Nikima Jagudajev

© Salomon Leonard Poutsma
Project collaboration

À propos

Nikima Jagudajev (1990) est de nationalité américaine, autrichienne et ouzbèke et est chorégraphe. Sa pratique du direct fondée sur le procédé traite des rassemblements et des spectacles de longue durée. Son travail élargit la danse formelle à la construction de communautés ouvertes qui trouvent leur place dans divers espaces non théâtraux. Les divers éléments incluent des séquences de danse formelle, mais aussi de la nourriture, de la divination, de la musique, des vêtements, des natures mortes, des journaux et des conversations. Ces éléments sont autant d’invitations informelles à s’engager de différentes façons, à déplacer l’attention et à proposer une action. À l’instar d’un festival de musique ou d’une foire itinérante, Jagudajev et ses collaborateurs débarquent, s’infiltrent subtilement, contaminent, se transforment en autre chose avant de repartir. Les espaces proposés sont étranges et portent un grand intérêt aux vides de la représentation, à ce qui est souvent exclu de ce qui est considéré comme culturellement précieux ou désirable.

#### [OBJECTIF DE LA TÂCHE]
Poursuivez la présentation de la chorégraphe Nikima Jagudajev après sa dernière phrase. Les données ne servent à rien pour ce travail.

#### [EXTRAIT DES DONNÉES]
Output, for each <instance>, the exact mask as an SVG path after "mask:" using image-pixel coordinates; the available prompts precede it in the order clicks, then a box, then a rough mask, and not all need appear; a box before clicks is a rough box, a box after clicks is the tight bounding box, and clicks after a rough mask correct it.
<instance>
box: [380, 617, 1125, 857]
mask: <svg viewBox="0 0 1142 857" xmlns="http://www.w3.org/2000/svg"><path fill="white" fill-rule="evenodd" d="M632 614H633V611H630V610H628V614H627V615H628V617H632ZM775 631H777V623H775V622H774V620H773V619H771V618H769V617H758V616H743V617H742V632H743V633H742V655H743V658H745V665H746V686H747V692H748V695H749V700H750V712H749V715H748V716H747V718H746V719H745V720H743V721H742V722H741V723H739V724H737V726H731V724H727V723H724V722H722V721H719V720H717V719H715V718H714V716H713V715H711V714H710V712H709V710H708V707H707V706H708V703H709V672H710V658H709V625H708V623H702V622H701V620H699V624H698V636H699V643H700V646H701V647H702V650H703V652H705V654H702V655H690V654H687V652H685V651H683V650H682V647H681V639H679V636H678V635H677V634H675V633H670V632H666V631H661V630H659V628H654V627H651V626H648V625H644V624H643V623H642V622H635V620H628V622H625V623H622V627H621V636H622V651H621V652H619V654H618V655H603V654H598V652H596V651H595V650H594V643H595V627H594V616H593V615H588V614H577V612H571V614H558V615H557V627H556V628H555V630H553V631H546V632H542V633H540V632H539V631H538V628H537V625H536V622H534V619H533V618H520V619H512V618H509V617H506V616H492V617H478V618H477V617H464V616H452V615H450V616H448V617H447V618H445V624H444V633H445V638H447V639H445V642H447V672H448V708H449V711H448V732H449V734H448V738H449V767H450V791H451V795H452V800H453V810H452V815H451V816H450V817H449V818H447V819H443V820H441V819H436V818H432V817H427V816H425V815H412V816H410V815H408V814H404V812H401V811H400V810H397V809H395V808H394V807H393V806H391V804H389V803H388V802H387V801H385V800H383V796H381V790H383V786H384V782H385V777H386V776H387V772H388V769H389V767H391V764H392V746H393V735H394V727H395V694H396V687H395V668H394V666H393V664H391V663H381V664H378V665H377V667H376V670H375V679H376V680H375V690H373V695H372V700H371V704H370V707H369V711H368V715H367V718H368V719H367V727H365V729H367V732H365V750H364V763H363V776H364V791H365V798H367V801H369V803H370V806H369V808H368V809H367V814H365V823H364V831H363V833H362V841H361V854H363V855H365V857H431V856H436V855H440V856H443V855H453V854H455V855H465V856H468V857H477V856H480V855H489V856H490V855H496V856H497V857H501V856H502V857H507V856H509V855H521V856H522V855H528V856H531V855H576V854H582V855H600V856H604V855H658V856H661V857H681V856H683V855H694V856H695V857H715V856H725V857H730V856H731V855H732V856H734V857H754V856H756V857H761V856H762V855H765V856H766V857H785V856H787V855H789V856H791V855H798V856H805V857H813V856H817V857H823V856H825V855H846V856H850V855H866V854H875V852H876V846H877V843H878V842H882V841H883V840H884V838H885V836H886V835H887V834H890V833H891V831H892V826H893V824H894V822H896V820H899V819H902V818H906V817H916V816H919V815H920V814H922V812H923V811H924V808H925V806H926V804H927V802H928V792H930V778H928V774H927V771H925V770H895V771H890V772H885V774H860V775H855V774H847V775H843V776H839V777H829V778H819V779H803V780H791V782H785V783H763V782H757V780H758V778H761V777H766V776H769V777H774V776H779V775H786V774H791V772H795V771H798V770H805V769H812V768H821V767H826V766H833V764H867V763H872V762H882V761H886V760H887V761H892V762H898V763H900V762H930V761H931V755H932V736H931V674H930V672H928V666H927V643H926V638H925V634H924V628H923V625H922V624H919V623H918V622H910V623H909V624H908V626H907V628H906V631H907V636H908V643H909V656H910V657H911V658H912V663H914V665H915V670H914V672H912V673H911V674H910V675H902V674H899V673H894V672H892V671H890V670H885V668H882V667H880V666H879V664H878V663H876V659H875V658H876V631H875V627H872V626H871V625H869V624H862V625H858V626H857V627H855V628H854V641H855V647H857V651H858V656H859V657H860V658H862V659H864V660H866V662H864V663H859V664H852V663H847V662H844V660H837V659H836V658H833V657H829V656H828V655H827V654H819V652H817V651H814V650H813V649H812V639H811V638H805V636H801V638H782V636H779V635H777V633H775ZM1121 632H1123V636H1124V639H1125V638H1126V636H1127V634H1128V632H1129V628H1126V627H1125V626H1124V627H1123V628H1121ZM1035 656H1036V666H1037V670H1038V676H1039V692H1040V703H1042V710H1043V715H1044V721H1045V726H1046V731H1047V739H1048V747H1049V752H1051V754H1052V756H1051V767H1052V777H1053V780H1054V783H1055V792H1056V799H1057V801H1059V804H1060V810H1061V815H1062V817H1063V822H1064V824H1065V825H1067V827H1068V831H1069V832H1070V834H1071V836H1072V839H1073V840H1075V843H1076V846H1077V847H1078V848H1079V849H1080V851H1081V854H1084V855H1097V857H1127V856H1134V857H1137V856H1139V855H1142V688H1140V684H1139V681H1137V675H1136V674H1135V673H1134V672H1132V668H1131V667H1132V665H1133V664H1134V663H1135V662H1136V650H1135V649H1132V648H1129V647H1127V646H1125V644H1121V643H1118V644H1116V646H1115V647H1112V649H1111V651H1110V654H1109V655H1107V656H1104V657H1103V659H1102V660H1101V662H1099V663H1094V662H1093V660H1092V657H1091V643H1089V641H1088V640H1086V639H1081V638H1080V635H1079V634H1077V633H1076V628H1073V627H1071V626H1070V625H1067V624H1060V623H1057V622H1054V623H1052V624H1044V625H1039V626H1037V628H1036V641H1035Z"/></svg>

#### [RÉSULTAT DE LA TÂCHE]
Le travail de Jagudajev a pris forme dans des lieux tels que la Shedhalle (Zurich), Kurimanzutto (Mexico), le Centre d’Art Contemporain Genève, le Whitney Museum of American Art, MoMA PS1 et le Rockbund Art Museum (Shanghai), ainsi que dans le cadre de Material Art Fair’s Immaterial (Mexico), 89+ au LUMA/Westbau (Zurich), kunstenfestivaldesarts (Bruxelles) et dans le cadre de la Biennale de Marrakech (Maroc). Une exposition est prévue au WIELS (Bruxelles) en avril 2023. 

Les publications de Nikima Jagudajev sont les suivantes : « The Backstreet Boys » dans le cadre de la plateforme de commandes de textes Speculative Histories du Bergen Kunsthall (2021) et co-publié par Karmaklubb*, « Relations of Unpredictable Encounters » dans le Movement Research Performance Journal (2017) et « the landscape thinks itself in me » dans Root Sequence. Mother Tongued’Asad Raza (Walther König, 2018).